• _EXTRACT TO READ_:
AI Response / Relevant Excerpt
The AI suggested using initial_split() for train/test splitting and recommended basic functions for regression and logistic regression modeling in R. It also mentioned common evaluation metrics such as RMSE, R-squared, accuracy, precision, and recall.
How I Used It
We used the suggestions as a general reference while organizing the analysis. The code was adjusted to fit the actual variables in the datasets, including Wage and Risk.
Reflection
The interaction was useful for reviewing the modeling workflow and evaluation metrics in R. We checked the outputs manually and learned how different metrics can provide different perspectives on model performance.
4. Overall Conclusion
This Stage 2 report built and evaluated predictive models for both datasets.
For the regression dataset, the models attempted to predict football player wages using player characteristics. The better regression model was chosen based on lower RMSE and higher R-squared.
For the classification dataset, logistic regression models were used to predict whether borrowers are classified as good or bad credit risks. The better classification model was chosen by considering accuracy, precision, and recall. Recall was especially important because identifying high-risk borrowers is a key concern in credit risk analysis.
Overall, the modeling results show that predictive models can provide useful insights, but model selection should consider both numerical performance and the practical meaning of the research question.

• _RECORDED DATA_:
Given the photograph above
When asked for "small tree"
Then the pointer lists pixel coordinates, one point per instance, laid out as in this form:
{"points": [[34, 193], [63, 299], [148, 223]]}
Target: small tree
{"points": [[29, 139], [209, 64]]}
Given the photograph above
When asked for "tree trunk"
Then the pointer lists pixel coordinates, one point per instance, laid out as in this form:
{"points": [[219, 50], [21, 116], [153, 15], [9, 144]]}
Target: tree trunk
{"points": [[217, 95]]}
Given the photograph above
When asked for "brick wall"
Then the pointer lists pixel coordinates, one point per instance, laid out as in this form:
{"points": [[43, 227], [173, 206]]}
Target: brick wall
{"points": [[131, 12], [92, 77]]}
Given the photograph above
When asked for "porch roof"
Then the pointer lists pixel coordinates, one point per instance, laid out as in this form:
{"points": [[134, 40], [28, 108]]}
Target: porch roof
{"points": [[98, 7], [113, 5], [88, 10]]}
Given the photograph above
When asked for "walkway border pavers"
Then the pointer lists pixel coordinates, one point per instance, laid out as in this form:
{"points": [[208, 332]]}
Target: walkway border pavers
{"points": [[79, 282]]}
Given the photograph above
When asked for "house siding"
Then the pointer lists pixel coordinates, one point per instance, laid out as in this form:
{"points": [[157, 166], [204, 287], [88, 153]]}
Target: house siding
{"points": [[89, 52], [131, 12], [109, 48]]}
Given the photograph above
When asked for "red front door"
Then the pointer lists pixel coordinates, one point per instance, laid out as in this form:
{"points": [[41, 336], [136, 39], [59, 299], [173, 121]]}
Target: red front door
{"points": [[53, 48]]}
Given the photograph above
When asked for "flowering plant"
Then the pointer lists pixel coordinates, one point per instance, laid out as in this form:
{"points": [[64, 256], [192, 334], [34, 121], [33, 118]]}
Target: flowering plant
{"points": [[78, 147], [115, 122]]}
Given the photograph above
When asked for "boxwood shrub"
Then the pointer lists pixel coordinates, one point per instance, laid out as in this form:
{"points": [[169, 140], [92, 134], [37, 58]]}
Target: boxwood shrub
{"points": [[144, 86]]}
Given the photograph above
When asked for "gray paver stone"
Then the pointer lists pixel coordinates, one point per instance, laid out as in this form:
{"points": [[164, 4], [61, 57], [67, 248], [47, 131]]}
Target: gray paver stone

• _STATED TASK_: Please transcribe the entire report excerpt on the wage and credit risk models, word for word. This data was drawn from a separate source.

• _ANSWER_:
AI Response / Relevant Excerpt
The AI suggested using initial_split() for train/test splitting and recommended basic functions for regression and logistic regression modeling in R. It also mentioned common evaluation metrics such as RMSE, R-squared, accuracy, precision, and recall.
How I Used It
We used the suggestions as a general reference while organizing the analysis. The code was adjusted to fit the actual variables in the datasets, including Wage and Risk.
Reflection
The interaction was useful for reviewing the modeling workflow and evaluation metrics in R. We checked the outputs manually and learned how different metrics can provide different perspectives on model performance.
4. Overall Conclusion
This Stage 2 report built and evaluated predictive models for both datasets.
For the regression dataset, the models attempted to predict football player wages using player characteristics. The better regression model was chosen based on lower RMSE and higher R-squared.
For the classification dataset, logistic regression models were used to predict whether borrowers are classified as good or bad credit risks. The better classification model was chosen by considering accuracy, precision, and recall. Recall was especially important because identifying high-risk borrowers is a key concern in credit risk analysis.
Overall, the modeling results show that predictive models can provide useful insights, but model selection should consider both numerical performance and the practical meaning of the research question.